▸ Consigne a:
Résumez sous forme de liste courte le paragraphe du texte fourni qui commence par « C'est le silence le plus éloquent d'Afrique », en gardant ses faits principaux.

▸ Texte fourni:
______________________________
Page:Londres - Terre d'ébène, 1929.djvu/104

Cette page a été validée par deux contributeurs.
102
TERRE D’ÉBÈNE

ruines. C’est le silence le plus éloquent d’Afrique. J’allais chez Yacouba. Ici nul besoin de lever de nez pour voir ce qui se passe, tout est à la hauteur des yeux. Ainsi, dans une ruelle où j’étais perdu, j’aperçus un écriteau au-dessus d’une porte. Trouvait-on des logements à louer à Tombouctou ? Je lus : « Ici habita René Caillié en 1828. » C’était là ! Le premier blanc qui soit allé à Tombouctou et qui en soit revenu ! Le faux Arabe, le Français qui se maquilla pendant cinq ans et que le scorbut, sans doute pour aider à son déguisement, défigura ! René Caillié ! Juste cent ans. Le malheureux ! La gloire coûte cher.
______________________________
Entrées avec cadres de délimitation:
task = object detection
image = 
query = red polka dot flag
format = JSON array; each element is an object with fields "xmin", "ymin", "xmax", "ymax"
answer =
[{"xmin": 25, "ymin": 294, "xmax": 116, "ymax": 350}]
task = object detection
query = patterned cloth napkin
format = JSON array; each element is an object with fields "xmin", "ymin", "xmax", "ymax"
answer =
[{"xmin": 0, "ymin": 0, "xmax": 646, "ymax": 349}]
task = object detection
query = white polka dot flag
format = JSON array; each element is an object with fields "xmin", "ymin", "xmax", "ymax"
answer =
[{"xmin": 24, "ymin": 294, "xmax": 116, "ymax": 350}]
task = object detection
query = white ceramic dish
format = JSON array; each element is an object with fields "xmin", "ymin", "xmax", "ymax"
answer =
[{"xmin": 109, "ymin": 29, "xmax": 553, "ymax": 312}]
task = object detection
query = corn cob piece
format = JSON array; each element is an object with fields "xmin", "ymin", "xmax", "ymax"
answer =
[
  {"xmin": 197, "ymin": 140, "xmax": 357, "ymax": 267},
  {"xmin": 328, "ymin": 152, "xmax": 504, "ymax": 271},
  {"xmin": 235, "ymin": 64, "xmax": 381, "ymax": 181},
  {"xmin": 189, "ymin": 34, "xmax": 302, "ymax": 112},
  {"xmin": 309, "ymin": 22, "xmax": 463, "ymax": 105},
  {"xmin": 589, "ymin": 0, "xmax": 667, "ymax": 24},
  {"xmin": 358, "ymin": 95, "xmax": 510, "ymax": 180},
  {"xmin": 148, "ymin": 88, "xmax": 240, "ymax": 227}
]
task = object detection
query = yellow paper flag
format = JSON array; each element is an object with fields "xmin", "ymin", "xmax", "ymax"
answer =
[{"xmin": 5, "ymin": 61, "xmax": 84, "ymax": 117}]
______________________________
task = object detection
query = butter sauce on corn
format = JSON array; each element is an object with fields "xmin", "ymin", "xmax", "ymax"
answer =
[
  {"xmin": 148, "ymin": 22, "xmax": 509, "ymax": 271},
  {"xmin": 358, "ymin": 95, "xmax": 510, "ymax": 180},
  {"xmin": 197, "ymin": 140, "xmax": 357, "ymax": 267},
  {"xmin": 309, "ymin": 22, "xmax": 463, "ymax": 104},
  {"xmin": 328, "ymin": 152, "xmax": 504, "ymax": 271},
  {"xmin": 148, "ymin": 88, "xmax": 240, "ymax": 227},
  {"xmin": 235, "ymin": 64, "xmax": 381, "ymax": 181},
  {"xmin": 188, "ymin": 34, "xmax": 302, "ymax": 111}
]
______________________________
▸ Consigne b:
Extrayez chaque ligne des entrées qui contient la chaîne « query ».

▸ Résultat attendu a:
- C'est le silence le plus éloquent d'Afrique.
- Le récit se dirige vers chez Yacouba.
- Tout y est à la hauteur des yeux.
- Dans une ruelle, un écriteau au-dessus d'une porte indique : « Ici habita René Caillié en 1828. »
- René Caillié fut le premier blanc à aller à Tombouctou et à en revenir.
- Il se fit passer pour un Arabe et se maquilla pendant cinq ans.
- Le scorbut le défigura.
- Cela fait juste cent ans.
- La gloire coûte cher.

▸ Résultat attendu b:
query = red polka dot flag
query = patterned cloth napkin
query = white polka dot flag
query = white ceramic dish
query = corn cob piece
query = yellow paper flag
query = butter sauce on corn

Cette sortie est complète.